(Beginning of EXCERPT)

With the end of week eight, the quarter is entering that fatal final phase. All across campus, a certain groggy humorlessness is setting in. Some of its more concrete symptoms include baggy eyes, the distinctly louder chorus of laptop keyboards at Powell Library, steadily declining dress standards and a minor mob at the Bruin Café coffee counter after midnight. It is term paper season, and every quarter it always seems to catch us unaware.
We are entering a period of wasteful and inefficient scholarship, where a lot of students, given the first chance the entire quarter to think for themselves, find they actually have very little to say. Inevitably, within the already fluff-filled meanderings of a 10-page paper, one stumbles upon a certain speechlessness, insurmountable until the very last minute, by page four.
Students are simply unaccustomed to long-form writing, and the problem is written into the system. A number of lecturers assign stacks of reading, which they naively expect students to finish without any incentives past the vague promise of “You will do well.” Then they expect one extended piece of analytical writing from students who have very little experience with it.
Fortunately, there are easy solutions.
For the problem of analytical writing, more regular writing assignments can help, and for the problem of reading, regular reading quizzes.

(End of EXCERPT)

→ EXERCISE:
Rewrite the passage on term paper season between "Students are simply" and "experience with it.", inclusive, swapping "lecturers" for "professors". The entries aren't needed for any of the tasks.

(Beginning of EXTRACTED MATERIAL)

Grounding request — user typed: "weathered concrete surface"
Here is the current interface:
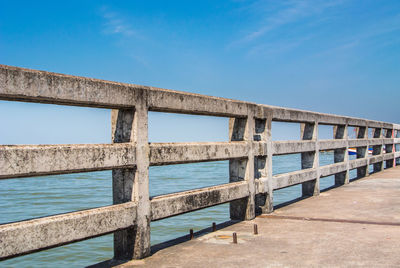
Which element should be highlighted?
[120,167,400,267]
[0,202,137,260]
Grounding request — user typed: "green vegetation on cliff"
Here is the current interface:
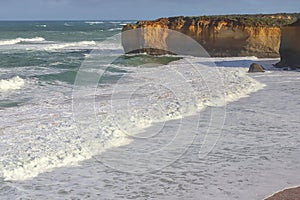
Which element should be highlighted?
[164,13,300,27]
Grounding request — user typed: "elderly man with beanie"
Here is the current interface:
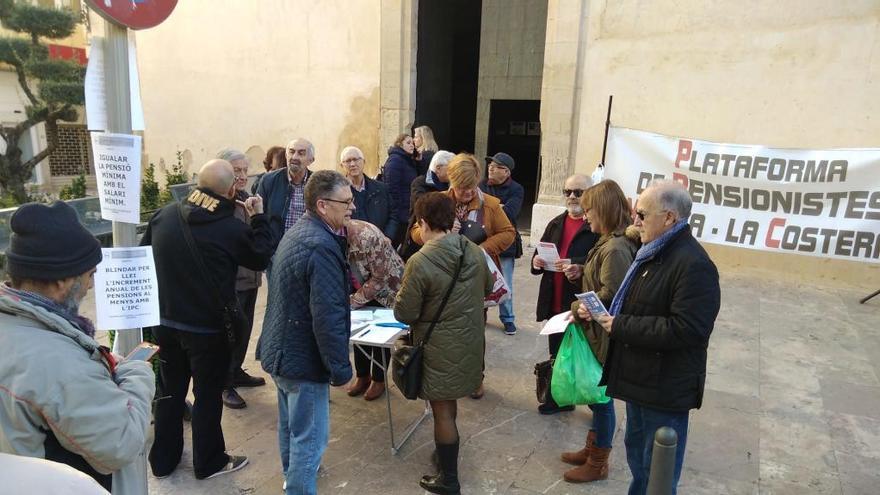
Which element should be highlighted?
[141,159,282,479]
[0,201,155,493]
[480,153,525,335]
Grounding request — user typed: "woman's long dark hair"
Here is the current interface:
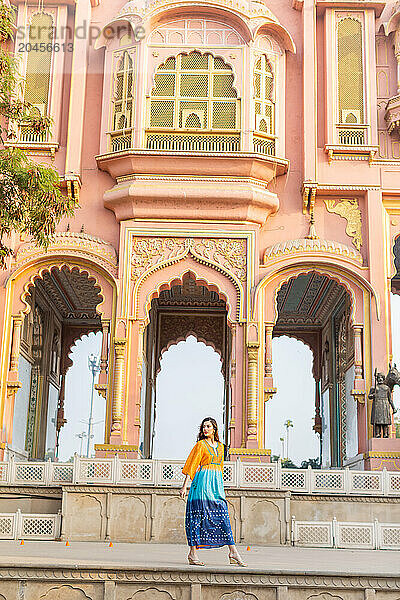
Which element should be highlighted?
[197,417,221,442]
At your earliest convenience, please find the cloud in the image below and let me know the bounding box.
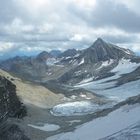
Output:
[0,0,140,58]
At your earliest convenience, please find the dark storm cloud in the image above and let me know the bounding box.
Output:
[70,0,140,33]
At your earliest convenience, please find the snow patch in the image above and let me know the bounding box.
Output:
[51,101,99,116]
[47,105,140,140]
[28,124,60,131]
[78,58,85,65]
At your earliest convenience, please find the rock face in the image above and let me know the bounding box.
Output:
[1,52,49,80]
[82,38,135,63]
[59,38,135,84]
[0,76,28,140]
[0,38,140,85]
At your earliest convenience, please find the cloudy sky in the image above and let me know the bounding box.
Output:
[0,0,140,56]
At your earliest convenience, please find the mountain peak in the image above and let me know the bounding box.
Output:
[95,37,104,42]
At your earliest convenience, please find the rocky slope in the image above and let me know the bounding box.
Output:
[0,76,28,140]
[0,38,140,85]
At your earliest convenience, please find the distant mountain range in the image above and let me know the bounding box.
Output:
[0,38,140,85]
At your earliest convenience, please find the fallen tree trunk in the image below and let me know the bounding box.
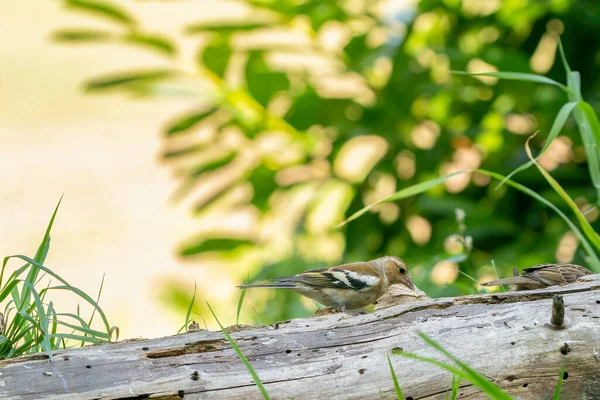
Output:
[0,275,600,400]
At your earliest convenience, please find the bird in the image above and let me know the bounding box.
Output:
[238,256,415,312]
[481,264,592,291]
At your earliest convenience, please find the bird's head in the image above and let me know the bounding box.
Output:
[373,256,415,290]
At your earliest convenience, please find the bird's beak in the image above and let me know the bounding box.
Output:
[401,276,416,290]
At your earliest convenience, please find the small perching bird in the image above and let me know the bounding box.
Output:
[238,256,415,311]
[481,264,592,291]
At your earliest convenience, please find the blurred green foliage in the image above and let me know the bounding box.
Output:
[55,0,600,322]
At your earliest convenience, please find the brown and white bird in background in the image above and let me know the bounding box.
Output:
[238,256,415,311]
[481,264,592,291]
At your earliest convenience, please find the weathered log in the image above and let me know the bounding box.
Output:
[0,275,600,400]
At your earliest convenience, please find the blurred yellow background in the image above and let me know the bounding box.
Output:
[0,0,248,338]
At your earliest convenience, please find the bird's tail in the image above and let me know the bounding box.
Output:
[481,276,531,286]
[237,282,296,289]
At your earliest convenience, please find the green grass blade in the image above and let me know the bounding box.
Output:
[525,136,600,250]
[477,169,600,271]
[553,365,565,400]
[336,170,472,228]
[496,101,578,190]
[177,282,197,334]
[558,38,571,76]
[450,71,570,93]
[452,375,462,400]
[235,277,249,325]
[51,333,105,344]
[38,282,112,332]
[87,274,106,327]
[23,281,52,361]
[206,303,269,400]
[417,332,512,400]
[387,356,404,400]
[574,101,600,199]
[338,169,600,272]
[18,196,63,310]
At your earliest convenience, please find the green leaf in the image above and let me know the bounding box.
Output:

(End of EXTRACTED MATERIAL)

→ PROBLEM SOLUTION:
Students are simply unaccustomed to long-form writing, and the problem is written into the system. A number of professors assign stacks of reading, which they naively expect students to finish without any incentives past the vague promise of “You will do well.” Then they expect one extended piece of analytical writing from students who have very little experience with it.